→ Short exercise
Pull out every line of the listing below that contains the string "concrete". Case counts, so a line matches only if the letters are capitalized the same way.

→ Given records

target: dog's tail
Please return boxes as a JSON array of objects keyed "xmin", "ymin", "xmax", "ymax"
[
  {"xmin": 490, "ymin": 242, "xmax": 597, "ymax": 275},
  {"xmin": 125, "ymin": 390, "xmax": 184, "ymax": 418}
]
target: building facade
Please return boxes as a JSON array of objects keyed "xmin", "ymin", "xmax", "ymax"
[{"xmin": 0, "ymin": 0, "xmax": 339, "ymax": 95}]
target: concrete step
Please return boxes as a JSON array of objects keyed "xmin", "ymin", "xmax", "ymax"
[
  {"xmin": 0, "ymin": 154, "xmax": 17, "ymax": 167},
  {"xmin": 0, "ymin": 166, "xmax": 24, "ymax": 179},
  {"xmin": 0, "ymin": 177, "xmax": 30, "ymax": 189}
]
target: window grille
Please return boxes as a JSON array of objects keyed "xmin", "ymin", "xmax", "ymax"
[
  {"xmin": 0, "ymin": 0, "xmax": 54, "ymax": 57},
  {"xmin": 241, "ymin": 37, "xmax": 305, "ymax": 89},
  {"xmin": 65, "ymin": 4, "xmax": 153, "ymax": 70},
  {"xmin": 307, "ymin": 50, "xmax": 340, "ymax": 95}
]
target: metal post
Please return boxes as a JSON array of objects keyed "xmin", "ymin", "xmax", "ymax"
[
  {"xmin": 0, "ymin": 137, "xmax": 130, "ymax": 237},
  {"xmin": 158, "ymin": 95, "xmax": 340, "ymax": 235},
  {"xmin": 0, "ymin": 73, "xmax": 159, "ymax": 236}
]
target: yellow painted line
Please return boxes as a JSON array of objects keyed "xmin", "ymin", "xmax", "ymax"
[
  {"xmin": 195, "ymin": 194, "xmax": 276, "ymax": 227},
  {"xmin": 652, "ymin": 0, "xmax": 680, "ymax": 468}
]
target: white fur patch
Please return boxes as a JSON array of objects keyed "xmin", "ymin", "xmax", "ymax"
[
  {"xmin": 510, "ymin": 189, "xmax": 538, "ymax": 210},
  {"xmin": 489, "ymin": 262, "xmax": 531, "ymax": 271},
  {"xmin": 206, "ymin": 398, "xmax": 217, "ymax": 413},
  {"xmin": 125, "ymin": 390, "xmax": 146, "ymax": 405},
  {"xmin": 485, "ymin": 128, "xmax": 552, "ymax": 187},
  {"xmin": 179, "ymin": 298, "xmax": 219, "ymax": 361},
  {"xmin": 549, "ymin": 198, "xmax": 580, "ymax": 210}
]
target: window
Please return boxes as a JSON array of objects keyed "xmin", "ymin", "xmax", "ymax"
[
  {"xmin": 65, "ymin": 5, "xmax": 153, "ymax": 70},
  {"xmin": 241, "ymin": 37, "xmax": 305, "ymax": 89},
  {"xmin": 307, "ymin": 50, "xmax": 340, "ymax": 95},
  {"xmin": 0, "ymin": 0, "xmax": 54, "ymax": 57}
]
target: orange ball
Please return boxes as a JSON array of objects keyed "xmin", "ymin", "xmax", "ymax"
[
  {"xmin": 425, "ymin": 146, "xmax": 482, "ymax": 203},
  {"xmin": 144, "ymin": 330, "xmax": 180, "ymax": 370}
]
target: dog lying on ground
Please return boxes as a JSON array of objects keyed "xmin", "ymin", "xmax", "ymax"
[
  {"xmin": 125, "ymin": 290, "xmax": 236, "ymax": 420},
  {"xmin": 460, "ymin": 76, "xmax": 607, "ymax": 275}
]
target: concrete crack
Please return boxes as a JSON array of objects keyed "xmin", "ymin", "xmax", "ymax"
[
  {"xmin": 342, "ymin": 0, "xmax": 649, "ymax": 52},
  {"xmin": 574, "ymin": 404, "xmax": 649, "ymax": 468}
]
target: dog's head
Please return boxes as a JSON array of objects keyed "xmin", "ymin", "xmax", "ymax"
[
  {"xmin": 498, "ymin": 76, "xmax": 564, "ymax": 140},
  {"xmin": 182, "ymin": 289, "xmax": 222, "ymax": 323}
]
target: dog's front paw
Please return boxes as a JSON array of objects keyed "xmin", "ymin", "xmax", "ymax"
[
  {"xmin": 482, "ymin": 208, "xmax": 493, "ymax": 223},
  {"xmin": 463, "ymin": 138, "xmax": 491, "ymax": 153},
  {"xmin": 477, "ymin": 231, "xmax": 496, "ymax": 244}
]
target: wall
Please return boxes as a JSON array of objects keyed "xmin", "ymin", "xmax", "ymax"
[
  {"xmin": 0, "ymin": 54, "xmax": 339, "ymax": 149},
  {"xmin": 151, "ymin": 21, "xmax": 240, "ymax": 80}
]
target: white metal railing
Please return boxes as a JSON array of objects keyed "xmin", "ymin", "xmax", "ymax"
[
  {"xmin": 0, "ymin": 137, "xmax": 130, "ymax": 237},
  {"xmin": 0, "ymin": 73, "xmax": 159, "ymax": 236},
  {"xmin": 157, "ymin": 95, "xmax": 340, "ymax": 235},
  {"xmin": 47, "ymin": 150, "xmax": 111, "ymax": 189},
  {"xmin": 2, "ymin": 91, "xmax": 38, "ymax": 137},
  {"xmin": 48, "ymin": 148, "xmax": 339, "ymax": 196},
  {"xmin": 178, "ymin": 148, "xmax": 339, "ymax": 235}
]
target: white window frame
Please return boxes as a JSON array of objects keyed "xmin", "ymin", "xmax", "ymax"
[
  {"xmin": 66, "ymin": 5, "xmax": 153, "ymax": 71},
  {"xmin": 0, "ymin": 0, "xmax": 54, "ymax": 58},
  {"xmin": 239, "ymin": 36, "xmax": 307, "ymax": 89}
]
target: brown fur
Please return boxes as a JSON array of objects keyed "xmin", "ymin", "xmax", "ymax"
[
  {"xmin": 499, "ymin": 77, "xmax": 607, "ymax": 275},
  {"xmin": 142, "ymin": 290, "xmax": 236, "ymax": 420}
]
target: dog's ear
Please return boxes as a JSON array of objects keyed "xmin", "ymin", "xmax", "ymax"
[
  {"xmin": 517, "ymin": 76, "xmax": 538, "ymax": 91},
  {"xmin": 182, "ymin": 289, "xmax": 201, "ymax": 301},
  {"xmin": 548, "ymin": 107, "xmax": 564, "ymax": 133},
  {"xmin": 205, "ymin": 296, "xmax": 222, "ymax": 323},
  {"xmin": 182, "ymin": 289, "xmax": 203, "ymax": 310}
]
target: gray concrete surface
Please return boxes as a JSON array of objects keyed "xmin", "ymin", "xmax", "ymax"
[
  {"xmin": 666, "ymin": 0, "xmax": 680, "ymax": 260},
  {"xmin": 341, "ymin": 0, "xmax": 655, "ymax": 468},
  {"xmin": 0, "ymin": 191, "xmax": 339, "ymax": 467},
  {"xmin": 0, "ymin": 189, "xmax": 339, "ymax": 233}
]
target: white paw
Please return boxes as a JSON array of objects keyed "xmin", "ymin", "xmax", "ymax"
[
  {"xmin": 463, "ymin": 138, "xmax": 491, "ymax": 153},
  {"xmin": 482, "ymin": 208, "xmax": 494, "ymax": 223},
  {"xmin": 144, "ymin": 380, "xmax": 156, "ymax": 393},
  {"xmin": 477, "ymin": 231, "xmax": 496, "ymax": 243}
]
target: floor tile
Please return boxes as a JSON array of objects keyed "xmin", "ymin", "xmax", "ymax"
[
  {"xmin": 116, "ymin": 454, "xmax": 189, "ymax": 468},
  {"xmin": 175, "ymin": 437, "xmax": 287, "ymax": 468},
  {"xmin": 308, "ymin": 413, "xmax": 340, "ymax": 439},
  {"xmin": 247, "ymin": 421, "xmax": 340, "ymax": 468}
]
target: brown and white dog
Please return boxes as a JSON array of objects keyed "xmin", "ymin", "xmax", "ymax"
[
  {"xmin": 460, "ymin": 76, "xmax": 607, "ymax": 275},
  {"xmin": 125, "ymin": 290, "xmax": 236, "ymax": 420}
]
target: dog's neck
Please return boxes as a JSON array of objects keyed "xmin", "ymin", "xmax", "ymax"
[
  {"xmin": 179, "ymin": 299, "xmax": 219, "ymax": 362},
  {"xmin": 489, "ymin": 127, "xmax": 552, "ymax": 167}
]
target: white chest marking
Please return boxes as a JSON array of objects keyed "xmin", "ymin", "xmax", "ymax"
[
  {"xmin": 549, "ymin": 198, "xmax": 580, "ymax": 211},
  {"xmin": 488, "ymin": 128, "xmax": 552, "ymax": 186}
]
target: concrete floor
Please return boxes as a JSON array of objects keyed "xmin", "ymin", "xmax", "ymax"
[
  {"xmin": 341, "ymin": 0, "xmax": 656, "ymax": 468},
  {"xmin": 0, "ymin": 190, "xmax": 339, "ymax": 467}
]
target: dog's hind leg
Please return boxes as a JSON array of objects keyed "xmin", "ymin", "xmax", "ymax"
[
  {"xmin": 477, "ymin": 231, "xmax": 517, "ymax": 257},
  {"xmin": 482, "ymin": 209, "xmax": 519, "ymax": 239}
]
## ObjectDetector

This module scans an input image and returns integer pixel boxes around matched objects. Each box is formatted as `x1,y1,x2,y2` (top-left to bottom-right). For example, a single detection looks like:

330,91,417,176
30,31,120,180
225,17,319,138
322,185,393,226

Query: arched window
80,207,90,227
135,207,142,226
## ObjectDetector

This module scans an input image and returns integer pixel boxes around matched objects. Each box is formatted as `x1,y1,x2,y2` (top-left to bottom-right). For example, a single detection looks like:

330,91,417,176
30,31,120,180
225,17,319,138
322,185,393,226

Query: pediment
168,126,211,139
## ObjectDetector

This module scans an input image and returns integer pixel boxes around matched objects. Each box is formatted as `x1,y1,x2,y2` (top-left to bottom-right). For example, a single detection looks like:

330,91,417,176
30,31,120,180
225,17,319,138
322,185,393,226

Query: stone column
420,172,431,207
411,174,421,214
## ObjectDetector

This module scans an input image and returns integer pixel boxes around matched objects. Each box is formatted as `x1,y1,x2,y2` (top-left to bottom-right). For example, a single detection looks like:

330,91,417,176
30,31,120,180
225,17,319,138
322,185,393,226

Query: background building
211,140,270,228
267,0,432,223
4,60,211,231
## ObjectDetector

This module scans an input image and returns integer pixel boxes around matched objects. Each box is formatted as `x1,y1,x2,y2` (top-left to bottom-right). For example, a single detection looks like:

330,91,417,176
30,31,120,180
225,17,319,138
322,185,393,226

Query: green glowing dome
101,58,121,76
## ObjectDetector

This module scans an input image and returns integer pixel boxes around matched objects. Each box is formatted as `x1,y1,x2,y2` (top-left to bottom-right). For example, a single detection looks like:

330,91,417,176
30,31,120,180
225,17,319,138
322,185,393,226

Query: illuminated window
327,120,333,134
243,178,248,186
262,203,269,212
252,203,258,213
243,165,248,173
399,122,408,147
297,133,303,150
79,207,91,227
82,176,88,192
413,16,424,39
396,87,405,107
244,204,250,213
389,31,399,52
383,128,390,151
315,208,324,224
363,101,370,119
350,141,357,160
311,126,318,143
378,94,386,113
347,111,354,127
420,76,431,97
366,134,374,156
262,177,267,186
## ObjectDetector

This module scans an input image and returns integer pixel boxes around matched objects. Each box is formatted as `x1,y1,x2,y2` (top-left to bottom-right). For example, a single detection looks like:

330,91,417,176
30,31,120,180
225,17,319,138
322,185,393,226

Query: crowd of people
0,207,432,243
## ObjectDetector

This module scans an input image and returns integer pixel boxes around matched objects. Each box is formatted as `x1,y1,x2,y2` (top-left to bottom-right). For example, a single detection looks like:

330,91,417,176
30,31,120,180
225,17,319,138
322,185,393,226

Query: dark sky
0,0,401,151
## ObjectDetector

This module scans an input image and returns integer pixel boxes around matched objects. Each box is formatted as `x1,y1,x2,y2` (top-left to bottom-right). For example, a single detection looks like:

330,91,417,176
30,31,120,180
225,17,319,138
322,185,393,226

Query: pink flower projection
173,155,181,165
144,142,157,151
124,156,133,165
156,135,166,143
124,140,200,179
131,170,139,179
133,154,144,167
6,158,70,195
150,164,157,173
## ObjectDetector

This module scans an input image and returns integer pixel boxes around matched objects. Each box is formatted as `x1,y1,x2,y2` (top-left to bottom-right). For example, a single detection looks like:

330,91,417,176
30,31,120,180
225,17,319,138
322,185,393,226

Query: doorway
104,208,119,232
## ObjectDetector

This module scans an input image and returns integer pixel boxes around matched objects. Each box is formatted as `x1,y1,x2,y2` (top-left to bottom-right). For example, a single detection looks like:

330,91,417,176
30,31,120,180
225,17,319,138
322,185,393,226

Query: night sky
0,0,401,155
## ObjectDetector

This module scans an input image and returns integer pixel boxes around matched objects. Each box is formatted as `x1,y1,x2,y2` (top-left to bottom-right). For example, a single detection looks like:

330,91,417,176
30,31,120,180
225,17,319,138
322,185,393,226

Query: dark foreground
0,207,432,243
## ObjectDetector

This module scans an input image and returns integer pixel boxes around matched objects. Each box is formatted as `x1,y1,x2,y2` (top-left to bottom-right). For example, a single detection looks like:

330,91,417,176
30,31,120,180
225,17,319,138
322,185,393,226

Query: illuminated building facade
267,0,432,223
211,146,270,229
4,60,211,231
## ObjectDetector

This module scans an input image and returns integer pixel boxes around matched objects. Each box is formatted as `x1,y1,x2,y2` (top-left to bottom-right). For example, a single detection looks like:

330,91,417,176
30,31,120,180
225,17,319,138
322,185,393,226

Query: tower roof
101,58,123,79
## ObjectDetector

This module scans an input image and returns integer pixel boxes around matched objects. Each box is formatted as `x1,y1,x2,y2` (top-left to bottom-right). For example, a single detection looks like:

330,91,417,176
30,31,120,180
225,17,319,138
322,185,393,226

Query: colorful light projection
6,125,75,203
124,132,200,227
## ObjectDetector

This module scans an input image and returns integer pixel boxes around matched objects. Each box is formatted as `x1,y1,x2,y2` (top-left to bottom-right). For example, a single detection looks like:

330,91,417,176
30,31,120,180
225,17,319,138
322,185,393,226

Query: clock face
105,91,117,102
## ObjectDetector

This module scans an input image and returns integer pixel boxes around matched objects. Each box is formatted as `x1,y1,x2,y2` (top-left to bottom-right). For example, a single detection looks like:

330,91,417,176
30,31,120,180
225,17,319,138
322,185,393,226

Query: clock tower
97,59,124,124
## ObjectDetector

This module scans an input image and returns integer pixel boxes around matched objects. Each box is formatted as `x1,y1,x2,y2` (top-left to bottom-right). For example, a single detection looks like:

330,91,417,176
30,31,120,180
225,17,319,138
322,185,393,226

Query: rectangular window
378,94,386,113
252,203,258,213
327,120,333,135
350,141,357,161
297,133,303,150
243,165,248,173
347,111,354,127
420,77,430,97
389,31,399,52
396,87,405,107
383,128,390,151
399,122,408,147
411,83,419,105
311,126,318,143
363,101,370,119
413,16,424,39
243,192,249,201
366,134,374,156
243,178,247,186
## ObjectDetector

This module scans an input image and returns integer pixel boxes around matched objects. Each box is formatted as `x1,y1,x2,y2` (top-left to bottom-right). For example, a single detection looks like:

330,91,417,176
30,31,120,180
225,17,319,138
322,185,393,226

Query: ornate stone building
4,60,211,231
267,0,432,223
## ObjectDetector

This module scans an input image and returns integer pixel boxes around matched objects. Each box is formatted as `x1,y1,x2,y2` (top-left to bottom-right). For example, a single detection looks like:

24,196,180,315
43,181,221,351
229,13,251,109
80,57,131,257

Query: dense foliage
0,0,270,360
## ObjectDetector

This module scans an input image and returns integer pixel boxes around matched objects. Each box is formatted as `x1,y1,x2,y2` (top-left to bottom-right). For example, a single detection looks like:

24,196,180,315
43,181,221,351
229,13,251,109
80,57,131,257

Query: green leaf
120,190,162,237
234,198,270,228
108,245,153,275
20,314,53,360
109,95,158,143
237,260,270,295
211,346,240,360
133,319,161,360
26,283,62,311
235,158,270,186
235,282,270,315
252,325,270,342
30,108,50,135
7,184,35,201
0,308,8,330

→ Expected answer
target: concrete step
target: concrete crack
target: gray concrete surface
target: concrete floor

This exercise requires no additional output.